Exercise text ▸
________________________

Delayed coker process units are a unique and fun challenge. The integration of a batch process with a continuous process never ceases to entertain, and at the center of it all is a large and complex heater. As a bright-eyed and bushy-tailed process engineer many years ago, I was amazed that these things worked at all.
Modern delayed coker heaters provide the energy to drive the coking process with challenging feeds, wide temperature cycles, and operating constraints. The balancing act maintained by the operations team to hit the correct coil outlet temperature, maintain an even heat flux, manage drum swaps, and remain vigilant to comply with decoke timing can be quite challenging.

________________________

Task item ▸ In the delayed coker text, what sits at the center of the integration of a batch process with a continuous process?

Given information ▸
________________________

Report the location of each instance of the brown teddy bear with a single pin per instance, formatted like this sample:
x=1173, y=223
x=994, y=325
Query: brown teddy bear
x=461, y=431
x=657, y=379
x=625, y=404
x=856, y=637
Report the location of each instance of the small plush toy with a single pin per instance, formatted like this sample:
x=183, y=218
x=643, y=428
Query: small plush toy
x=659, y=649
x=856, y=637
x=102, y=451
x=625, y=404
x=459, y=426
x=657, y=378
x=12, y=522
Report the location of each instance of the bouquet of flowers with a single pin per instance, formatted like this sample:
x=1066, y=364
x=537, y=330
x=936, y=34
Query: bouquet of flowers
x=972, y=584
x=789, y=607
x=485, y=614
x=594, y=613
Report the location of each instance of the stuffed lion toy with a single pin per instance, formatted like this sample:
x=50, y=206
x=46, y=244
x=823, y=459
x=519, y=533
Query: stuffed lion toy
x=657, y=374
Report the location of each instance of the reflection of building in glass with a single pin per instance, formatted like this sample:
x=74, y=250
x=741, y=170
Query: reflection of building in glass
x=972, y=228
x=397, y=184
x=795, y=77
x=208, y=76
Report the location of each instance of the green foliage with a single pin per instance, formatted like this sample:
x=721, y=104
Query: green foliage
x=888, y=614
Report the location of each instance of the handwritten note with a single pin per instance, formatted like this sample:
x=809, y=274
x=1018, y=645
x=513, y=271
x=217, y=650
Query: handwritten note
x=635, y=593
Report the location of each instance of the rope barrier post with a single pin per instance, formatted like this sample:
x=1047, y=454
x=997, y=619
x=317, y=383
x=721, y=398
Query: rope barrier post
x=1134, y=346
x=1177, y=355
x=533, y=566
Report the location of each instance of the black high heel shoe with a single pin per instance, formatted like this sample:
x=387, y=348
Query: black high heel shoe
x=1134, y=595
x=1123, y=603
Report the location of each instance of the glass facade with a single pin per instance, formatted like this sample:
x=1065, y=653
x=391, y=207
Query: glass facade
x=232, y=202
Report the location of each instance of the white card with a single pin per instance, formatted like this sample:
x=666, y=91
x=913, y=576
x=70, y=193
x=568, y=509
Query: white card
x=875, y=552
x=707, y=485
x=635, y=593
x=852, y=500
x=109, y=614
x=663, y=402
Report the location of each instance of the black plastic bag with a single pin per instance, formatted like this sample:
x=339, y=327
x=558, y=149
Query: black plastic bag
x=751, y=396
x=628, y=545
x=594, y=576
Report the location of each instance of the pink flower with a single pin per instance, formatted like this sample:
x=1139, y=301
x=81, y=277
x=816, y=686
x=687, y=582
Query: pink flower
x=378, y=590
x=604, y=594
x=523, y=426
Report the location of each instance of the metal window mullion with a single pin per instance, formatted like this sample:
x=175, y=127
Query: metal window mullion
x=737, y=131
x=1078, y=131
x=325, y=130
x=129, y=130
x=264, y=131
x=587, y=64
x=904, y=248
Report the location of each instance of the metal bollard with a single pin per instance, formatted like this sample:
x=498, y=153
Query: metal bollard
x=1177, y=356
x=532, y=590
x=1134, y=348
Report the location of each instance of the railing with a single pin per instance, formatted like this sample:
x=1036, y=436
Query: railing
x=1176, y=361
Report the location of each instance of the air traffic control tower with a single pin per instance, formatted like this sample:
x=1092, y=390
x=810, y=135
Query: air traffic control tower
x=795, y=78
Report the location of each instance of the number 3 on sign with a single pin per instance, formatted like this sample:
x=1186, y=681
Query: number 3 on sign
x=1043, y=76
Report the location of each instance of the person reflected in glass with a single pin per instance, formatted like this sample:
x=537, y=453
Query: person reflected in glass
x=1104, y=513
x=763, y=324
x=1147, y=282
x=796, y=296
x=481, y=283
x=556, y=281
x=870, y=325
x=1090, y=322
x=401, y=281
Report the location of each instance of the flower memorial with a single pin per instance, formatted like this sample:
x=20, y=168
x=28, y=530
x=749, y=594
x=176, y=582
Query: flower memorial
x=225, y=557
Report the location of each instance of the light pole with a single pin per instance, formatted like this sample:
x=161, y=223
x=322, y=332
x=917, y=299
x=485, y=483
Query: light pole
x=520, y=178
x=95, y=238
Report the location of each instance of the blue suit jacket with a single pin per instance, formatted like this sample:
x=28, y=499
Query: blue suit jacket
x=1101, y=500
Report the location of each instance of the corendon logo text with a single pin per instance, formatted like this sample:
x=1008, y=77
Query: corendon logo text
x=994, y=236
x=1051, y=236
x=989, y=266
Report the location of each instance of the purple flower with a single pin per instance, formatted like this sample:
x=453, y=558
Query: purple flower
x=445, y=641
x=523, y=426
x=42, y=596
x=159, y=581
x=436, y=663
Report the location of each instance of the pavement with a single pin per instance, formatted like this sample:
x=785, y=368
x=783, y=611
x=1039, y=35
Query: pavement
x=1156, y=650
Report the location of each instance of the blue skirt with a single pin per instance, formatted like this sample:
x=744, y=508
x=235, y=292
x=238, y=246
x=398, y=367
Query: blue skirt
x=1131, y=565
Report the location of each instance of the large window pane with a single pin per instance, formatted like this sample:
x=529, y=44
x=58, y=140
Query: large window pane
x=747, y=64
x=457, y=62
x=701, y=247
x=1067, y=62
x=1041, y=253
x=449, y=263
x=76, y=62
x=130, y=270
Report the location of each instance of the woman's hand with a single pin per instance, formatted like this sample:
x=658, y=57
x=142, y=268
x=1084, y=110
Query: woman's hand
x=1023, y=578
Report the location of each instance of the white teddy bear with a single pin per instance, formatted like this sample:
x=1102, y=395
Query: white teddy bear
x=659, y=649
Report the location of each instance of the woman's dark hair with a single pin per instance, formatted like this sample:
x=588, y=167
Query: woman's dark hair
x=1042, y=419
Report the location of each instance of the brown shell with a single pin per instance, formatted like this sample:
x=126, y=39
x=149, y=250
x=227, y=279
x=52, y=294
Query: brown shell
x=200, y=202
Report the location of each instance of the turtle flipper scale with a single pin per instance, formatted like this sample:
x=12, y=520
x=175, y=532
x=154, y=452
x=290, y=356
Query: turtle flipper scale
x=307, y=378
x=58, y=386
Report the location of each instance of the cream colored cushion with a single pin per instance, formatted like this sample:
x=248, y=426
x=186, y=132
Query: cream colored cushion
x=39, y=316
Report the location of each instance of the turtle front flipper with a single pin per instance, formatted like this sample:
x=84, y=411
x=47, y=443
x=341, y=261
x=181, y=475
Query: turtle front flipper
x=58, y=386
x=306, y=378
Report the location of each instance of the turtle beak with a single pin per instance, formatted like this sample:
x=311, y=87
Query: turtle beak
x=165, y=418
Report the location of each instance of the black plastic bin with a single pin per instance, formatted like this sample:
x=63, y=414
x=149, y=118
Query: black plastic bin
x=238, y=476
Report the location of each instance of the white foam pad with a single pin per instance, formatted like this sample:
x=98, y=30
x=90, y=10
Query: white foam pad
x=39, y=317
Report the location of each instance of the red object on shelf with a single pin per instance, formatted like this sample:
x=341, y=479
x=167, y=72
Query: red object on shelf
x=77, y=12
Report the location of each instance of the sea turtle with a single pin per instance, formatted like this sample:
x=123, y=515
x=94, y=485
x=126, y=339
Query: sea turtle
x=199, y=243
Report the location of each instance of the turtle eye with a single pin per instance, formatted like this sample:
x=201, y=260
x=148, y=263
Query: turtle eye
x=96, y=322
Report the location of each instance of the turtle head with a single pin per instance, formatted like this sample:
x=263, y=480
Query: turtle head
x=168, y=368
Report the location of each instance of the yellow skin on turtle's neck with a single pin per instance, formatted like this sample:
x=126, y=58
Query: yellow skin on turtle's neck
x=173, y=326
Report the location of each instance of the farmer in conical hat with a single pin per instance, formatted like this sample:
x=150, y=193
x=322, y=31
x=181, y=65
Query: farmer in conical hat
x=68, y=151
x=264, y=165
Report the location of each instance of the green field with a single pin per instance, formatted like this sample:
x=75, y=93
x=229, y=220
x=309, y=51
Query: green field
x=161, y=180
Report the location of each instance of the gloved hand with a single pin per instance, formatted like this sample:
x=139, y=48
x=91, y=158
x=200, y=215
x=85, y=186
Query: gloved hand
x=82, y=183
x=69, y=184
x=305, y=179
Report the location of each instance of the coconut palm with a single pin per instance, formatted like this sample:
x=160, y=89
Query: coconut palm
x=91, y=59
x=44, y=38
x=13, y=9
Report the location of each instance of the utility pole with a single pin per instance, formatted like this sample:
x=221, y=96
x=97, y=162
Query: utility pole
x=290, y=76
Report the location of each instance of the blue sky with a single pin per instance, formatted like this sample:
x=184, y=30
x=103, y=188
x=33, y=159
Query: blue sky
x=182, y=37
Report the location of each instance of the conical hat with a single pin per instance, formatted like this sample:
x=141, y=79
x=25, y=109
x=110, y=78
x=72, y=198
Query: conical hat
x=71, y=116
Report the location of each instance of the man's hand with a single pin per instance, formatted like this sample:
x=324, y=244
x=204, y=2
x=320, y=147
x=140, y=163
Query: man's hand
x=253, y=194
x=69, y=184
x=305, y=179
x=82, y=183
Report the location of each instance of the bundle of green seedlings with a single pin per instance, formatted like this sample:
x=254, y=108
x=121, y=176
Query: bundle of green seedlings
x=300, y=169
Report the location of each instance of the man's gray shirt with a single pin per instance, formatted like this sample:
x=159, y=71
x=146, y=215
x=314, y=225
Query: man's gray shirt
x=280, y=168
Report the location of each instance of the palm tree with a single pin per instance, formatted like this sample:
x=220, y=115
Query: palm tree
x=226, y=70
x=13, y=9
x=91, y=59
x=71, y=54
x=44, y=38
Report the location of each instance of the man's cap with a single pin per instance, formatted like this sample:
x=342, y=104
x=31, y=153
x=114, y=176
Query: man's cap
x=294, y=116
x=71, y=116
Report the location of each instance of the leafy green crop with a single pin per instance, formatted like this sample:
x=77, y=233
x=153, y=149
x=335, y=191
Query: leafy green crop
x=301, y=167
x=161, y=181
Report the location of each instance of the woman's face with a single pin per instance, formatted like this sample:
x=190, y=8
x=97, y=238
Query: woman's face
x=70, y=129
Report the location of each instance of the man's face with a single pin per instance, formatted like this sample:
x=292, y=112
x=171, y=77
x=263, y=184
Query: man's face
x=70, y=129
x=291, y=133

________________________

Reply ▸ A large and complex heater.